*Activity*: Lift every line from the entries that includes the word "forest".

*Supplied information*:

*** Begin section ***

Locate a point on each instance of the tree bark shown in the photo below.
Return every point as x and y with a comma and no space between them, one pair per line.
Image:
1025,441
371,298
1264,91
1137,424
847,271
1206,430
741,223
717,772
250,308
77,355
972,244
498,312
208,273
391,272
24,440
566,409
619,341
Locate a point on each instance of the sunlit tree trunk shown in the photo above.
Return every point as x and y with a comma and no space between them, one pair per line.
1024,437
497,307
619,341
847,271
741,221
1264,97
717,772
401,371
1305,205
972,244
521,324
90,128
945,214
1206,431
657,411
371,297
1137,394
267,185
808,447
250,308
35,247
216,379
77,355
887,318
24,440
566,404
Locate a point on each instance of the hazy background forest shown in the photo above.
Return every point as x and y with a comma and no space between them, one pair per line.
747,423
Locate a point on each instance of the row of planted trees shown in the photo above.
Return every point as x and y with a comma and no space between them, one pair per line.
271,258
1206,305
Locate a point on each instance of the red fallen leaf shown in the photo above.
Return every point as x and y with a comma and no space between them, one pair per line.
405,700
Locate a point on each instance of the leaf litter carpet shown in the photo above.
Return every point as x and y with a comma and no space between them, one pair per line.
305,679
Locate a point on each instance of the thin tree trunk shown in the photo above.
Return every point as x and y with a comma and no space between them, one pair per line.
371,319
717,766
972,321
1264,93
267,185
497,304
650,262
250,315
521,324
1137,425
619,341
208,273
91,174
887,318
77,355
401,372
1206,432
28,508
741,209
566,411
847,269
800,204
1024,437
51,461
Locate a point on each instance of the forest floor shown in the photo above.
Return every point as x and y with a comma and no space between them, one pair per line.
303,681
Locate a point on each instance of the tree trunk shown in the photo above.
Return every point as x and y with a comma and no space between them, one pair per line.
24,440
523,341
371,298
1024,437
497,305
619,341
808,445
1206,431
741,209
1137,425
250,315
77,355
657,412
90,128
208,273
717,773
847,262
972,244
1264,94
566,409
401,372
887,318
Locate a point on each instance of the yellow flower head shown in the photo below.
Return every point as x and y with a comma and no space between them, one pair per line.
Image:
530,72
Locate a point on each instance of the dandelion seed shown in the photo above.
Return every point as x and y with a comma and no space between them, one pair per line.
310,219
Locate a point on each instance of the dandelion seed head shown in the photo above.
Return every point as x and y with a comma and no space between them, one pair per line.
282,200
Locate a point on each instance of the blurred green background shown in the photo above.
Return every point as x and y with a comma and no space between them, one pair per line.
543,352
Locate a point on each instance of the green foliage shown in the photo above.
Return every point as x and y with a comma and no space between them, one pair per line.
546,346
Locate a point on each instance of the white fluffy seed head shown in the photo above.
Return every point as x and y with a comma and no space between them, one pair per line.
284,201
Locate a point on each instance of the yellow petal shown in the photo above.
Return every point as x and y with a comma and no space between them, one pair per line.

*** End section ***

*Result of this task*:
Locate a point on each instance of the hazy background forest shown in the photo above.
Locate a point on each instance of the forest floor shown in the photo above.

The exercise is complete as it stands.